■ **DATA FOR THIS EXERCISE**
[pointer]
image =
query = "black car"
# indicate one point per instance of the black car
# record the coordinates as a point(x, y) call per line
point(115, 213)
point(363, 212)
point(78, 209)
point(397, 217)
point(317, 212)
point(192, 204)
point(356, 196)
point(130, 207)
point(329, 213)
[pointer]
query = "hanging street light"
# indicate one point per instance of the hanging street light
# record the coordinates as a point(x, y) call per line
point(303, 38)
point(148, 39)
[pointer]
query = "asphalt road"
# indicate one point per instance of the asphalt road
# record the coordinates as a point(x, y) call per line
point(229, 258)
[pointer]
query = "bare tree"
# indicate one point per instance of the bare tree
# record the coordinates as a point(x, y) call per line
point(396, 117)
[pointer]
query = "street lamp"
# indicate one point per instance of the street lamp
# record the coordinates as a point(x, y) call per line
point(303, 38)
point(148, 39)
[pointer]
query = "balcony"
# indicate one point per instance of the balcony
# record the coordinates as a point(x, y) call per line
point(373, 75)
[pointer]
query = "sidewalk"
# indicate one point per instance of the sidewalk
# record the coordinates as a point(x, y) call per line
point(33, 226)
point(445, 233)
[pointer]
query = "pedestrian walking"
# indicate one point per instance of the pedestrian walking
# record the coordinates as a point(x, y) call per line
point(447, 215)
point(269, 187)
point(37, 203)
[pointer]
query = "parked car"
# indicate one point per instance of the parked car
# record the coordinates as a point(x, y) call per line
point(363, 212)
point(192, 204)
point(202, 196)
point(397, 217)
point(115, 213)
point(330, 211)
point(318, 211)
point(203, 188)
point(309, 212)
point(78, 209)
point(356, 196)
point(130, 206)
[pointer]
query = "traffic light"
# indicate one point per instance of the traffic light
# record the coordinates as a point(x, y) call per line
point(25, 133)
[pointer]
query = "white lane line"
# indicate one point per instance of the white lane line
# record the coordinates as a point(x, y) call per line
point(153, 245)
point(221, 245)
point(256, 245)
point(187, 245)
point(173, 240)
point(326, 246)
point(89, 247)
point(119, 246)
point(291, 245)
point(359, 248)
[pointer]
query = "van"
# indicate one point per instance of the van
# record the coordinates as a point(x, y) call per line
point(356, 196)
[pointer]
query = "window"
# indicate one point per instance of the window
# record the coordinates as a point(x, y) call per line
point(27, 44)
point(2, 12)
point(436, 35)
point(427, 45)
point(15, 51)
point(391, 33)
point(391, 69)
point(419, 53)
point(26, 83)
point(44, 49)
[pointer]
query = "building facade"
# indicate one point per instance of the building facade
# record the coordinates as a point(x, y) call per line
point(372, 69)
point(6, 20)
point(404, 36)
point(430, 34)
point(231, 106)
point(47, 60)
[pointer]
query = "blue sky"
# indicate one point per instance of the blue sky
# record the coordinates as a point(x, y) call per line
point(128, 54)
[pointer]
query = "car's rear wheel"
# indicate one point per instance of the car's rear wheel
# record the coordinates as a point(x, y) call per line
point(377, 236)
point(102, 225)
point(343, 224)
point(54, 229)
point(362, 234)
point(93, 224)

■ **DIRECTIONS**
Reproduce each line of the records above that contains the string "lane".

■ **WRITTEN ANSWER**
query = "white lane line"
# indicate one point per instance of the white lane line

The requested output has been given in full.